■ TEXT PROVIDED:
The heavy tank – the British FV 214 Conqueror

by Chris Chant on 18/02/2015

Occupying the technical and operational border between the heavy and the super-heavy tank, the FV 214 Conqueror was also known as the Tank, Heavy No. 1, 120 mm Gun, Conqueror, and was a British heavy tank developed in the period after World War II which was only built in modest numbers. The spur for the creation of this impressive machine was the Soviet IS-3 heavy tanks, and its main armament was one 120-mm (4.72-in) gun, an altogether more potent weapon that the otherwise standard 20-pdr (83.4-mm/3.28-in) gun carried by the contemporary Centurion battle tank, and the Conqueror’s specific operational task was the provision of long-range anti-tank support for the Centurion. Within this context, the 185 completed Conqueror tanks were issued at the scale of nine for each regiment in Germany, usually grouped in three-tank troops.

The Conqueror’s chassis was based on that of the A45 Infantry Support Tank, whose design was inaugurated in 1944 shortly after that of the A41 Centurion. After the war the project was redesignated into the ‘Universal Tank’ design of the FV 200 series. The FV 200 series was to have been based on a common hull for all members of the series, which was to have included self-propelled artillery, armoured personnel carrier, and three types of tank. One of these tank types was to have been the FV 201 heavy tank of 54 tons, armed with the 20-pdr gun.

In 1949 it was decided to enlarge the main armament to a 120-mm (4.72-in) weapon. This delayed the entire heavy tank programme, and as an interim measure in 1952 the hull of the FV 201 was combined with the turret of the Centurion Mk II battle tank, armed with a 17-pdr (76.2-mm; 3-in) gun, to create the FV 221 Caernarvon Mk I, though another 21 were built to the Caernarvon Mk II standard with the turret of the Centurion Mk III with a 20-pdr (83.4-mm/3.28-in) gun.

The Caernarvon may originally have been intended to be the main battle tank member of the FV 201 family, but the success of the Centurion meant that such a vehicle was no longer required. The Caernarvon was therefore used only for chassis development work and troop trials.

■ TASK DETAILS: Repeat word for word the passage of the Conqueror tank text starting with "Occupying the technical" and going on through "in three-tank troops.".

■ DATA EXCERPTS:
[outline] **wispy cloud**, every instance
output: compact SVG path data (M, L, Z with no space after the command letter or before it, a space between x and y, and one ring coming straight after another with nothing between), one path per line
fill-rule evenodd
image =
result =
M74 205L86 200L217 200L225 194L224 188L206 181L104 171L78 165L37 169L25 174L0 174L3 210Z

==

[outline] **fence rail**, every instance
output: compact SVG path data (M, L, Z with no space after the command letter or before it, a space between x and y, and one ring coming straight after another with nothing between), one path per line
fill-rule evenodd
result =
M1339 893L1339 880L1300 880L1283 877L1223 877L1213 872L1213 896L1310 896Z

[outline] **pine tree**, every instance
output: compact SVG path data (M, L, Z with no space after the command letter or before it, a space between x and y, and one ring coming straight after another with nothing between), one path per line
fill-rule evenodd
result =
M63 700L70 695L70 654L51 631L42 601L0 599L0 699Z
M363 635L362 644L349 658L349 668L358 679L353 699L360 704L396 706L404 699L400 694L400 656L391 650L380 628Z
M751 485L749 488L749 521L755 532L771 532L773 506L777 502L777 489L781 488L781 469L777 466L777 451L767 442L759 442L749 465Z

■ TASK SOLUTION:
Occupying the technical and operational border between the heavy and the super-heavy tank, the FV 214 Conqueror was also known as the Tank, Heavy No. 1, 120 mm Gun, Conqueror, and was a British heavy tank developed in the period after World War II which was only built in modest numbers. The spur for the creation of this impressive machine was the Soviet IS-3 heavy tanks, and its main armament was one 120-mm (4.72-in) gun, an altogether more potent weapon that the otherwise standard 20-pdr (83.4-mm/3.28-in) gun carried by the contemporary Centurion battle tank, and the Conqueror’s specific operational task was the provision of long-range anti-tank support for the Centurion. Within this context, the 185 completed Conqueror tanks were issued at the scale of nine for each regiment in Germany, usually grouped in three-tank troops.